# WORK TO BE COMPLETED
Ignore the pictures in the data below and set down exactly the lines from its first line through the line containing "Target = red plant".

# LISTED ENTRIES
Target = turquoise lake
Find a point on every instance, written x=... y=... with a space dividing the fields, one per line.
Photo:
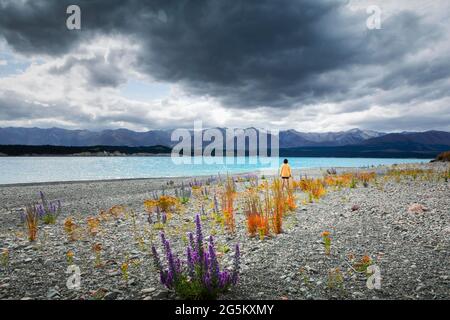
x=50 y=169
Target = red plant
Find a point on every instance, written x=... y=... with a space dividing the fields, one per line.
x=257 y=221
x=278 y=206
x=228 y=203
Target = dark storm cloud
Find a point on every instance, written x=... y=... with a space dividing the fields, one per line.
x=246 y=53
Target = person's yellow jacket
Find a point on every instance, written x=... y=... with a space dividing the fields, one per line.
x=285 y=170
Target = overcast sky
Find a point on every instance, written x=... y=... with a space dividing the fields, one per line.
x=308 y=65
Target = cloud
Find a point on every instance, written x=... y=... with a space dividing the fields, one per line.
x=272 y=63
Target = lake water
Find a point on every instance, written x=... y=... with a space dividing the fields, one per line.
x=48 y=169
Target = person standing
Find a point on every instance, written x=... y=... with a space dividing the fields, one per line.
x=285 y=173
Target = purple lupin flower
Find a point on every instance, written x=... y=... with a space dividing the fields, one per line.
x=190 y=262
x=191 y=240
x=214 y=264
x=199 y=236
x=236 y=266
x=40 y=210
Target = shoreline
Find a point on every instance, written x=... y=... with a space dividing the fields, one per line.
x=260 y=172
x=406 y=246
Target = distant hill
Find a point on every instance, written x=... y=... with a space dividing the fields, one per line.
x=351 y=143
x=124 y=137
x=46 y=150
x=424 y=138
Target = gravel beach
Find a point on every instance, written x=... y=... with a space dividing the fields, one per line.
x=411 y=249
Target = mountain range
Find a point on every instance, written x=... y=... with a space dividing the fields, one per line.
x=125 y=137
x=355 y=142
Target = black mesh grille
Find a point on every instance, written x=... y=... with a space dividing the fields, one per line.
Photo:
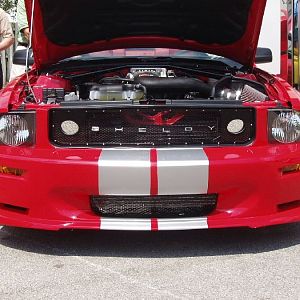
x=151 y=126
x=174 y=206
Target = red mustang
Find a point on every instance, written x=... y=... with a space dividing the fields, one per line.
x=148 y=115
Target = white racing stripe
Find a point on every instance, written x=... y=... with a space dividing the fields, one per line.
x=145 y=224
x=124 y=172
x=182 y=224
x=125 y=224
x=182 y=171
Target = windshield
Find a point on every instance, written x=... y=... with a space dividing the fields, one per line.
x=154 y=52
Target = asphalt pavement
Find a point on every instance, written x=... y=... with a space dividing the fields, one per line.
x=206 y=264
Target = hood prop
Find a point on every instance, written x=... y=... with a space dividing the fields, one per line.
x=27 y=53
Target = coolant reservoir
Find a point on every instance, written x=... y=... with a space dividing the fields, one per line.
x=117 y=92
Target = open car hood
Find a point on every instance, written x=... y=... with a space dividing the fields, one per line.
x=65 y=28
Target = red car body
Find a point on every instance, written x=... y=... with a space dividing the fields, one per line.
x=47 y=185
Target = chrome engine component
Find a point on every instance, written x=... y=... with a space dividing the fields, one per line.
x=117 y=92
x=149 y=72
x=250 y=94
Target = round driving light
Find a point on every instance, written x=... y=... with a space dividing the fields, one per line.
x=286 y=127
x=69 y=127
x=236 y=126
x=14 y=130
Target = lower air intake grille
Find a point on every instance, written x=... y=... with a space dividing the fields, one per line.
x=174 y=206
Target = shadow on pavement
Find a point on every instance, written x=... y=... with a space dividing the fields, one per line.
x=156 y=244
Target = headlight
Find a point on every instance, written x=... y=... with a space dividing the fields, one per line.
x=16 y=129
x=285 y=126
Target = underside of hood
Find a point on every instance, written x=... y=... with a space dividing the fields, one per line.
x=65 y=28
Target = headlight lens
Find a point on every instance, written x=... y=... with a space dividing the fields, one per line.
x=285 y=127
x=14 y=130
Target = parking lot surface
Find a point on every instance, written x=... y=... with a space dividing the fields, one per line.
x=208 y=264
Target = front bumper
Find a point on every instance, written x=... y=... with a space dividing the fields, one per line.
x=54 y=190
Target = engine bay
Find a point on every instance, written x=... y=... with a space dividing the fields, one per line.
x=152 y=84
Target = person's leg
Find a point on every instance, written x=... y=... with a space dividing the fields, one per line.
x=1 y=76
x=17 y=70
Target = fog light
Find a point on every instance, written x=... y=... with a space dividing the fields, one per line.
x=286 y=127
x=11 y=171
x=14 y=130
x=236 y=126
x=69 y=127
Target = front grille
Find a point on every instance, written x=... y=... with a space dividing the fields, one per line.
x=145 y=126
x=165 y=206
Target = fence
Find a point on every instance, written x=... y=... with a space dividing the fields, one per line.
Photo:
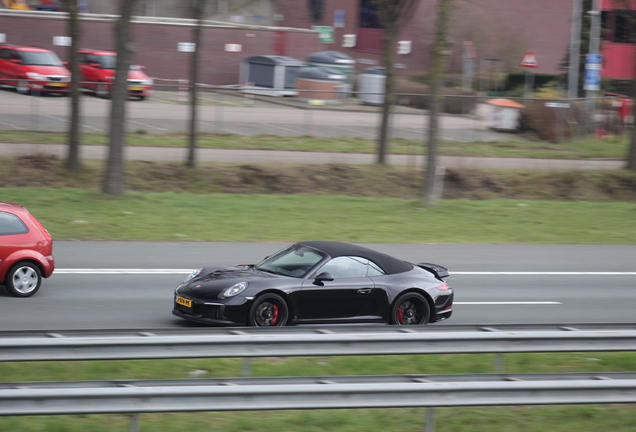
x=314 y=392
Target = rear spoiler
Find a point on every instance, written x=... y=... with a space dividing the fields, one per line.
x=437 y=270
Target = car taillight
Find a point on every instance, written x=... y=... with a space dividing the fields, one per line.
x=444 y=287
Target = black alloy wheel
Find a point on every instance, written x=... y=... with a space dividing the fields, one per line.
x=269 y=310
x=410 y=309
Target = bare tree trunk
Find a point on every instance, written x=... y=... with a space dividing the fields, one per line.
x=439 y=60
x=194 y=77
x=394 y=14
x=114 y=177
x=73 y=161
x=631 y=151
x=389 y=96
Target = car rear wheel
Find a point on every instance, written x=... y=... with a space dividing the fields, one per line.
x=410 y=309
x=23 y=279
x=269 y=310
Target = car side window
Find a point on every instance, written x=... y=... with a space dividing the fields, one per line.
x=11 y=224
x=346 y=267
x=374 y=270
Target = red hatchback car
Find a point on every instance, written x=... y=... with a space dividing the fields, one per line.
x=30 y=69
x=97 y=69
x=26 y=251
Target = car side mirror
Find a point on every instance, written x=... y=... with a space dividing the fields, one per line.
x=322 y=277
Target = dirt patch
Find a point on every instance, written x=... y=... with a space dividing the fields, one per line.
x=325 y=179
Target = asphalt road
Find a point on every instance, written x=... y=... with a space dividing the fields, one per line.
x=165 y=113
x=124 y=285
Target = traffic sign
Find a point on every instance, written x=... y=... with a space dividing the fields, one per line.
x=325 y=33
x=529 y=59
x=593 y=66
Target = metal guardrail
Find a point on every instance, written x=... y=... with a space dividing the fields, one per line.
x=314 y=393
x=319 y=342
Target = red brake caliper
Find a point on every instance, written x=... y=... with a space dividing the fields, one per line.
x=275 y=314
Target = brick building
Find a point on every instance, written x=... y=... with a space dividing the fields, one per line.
x=501 y=30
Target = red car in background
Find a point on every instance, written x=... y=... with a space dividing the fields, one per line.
x=26 y=251
x=30 y=69
x=97 y=70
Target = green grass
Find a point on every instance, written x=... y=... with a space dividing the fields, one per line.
x=584 y=148
x=74 y=214
x=587 y=418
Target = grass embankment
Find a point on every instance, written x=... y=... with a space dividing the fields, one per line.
x=583 y=148
x=73 y=214
x=466 y=419
x=279 y=207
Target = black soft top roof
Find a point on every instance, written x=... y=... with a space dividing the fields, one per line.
x=387 y=263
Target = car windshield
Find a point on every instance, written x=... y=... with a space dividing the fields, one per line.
x=295 y=261
x=40 y=58
x=110 y=62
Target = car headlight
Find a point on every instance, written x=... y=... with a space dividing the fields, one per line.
x=193 y=275
x=236 y=289
x=34 y=75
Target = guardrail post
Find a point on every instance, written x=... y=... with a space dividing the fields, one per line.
x=35 y=109
x=247 y=366
x=500 y=364
x=134 y=423
x=430 y=420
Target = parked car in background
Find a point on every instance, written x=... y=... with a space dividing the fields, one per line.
x=30 y=69
x=26 y=251
x=97 y=69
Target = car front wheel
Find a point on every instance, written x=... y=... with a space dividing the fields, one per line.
x=23 y=279
x=23 y=87
x=410 y=309
x=269 y=310
x=103 y=91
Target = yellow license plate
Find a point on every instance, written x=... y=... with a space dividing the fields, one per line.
x=184 y=302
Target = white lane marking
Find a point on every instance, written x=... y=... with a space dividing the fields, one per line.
x=547 y=273
x=123 y=271
x=506 y=303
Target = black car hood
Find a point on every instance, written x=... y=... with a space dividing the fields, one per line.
x=212 y=281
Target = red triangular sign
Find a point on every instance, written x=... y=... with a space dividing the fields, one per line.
x=529 y=59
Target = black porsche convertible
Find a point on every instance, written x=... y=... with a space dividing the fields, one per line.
x=317 y=282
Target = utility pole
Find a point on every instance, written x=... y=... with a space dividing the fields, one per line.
x=595 y=34
x=575 y=50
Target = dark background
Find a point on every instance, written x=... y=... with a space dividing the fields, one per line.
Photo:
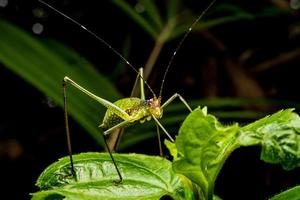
x=32 y=128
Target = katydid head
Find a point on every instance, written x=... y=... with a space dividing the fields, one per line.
x=154 y=107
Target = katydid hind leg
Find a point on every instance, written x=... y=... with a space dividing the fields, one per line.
x=113 y=160
x=67 y=129
x=159 y=141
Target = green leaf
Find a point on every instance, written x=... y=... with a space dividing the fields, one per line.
x=290 y=194
x=203 y=144
x=44 y=63
x=279 y=136
x=144 y=177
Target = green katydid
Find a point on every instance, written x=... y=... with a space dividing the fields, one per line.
x=126 y=111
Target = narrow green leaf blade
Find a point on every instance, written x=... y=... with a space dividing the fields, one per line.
x=203 y=144
x=144 y=177
x=290 y=194
x=279 y=136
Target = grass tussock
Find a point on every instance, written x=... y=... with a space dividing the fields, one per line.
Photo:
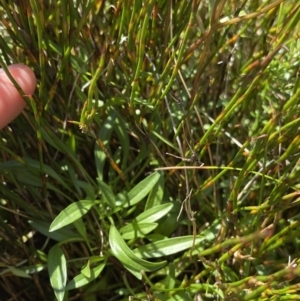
x=158 y=158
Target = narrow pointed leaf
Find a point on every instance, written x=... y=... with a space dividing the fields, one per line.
x=134 y=230
x=167 y=247
x=126 y=256
x=81 y=280
x=107 y=194
x=155 y=213
x=142 y=189
x=71 y=213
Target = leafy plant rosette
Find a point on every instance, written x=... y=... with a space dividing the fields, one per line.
x=120 y=243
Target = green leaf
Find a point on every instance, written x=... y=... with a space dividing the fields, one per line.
x=155 y=213
x=156 y=194
x=71 y=213
x=167 y=247
x=57 y=267
x=107 y=194
x=81 y=280
x=19 y=272
x=127 y=257
x=134 y=230
x=141 y=189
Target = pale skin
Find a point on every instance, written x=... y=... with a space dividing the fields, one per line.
x=11 y=102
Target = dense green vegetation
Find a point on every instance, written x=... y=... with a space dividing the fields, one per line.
x=158 y=158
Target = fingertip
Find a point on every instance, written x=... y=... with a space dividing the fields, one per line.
x=24 y=76
x=11 y=102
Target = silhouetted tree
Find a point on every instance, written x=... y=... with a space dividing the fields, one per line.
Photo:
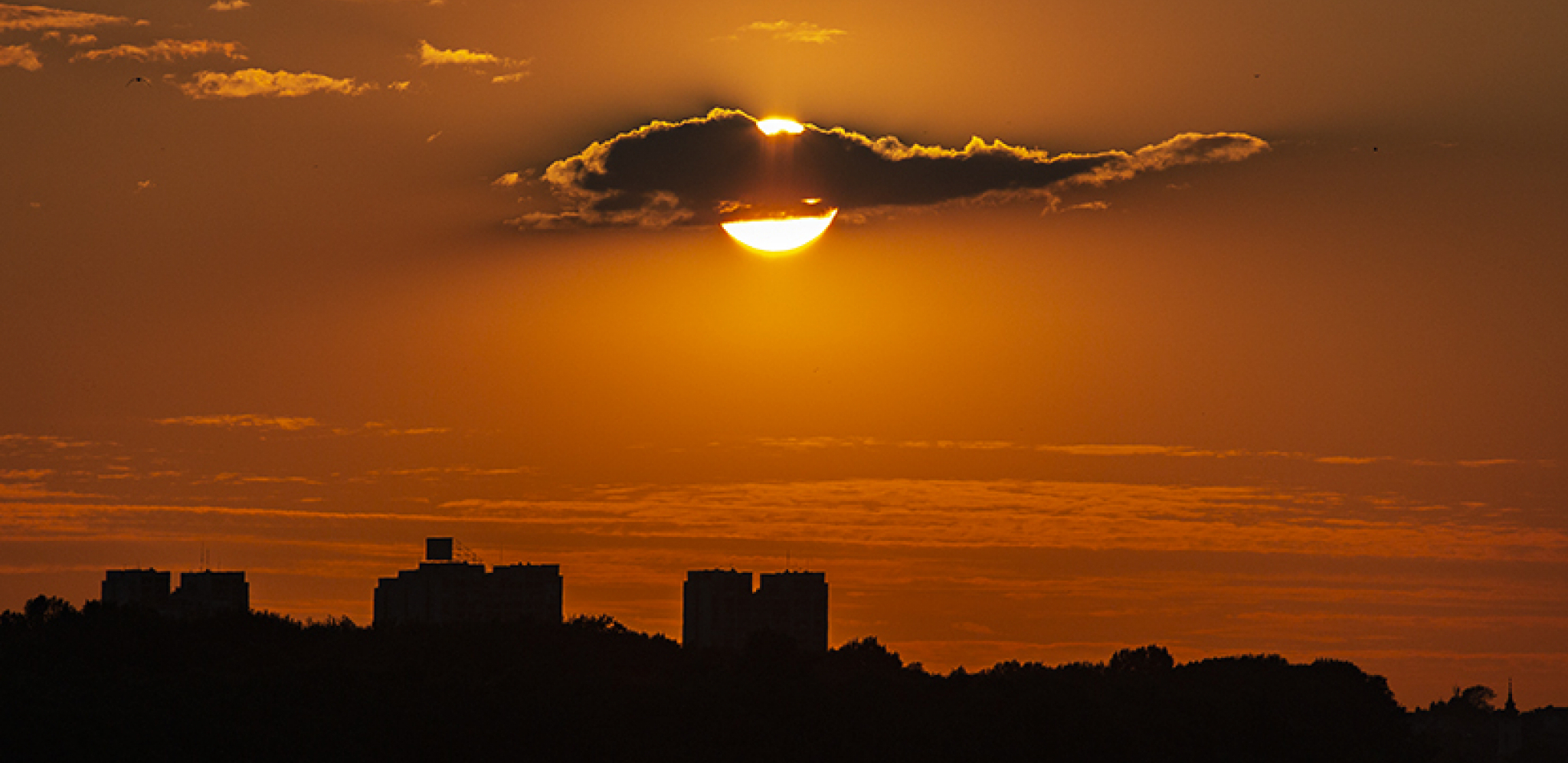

# ANSWER SECTION
Target = turquoise lake
Find a point on every instance, written x=... y=... with a space dividing the fields, one per line.
Photo:
x=50 y=169
Target = red plant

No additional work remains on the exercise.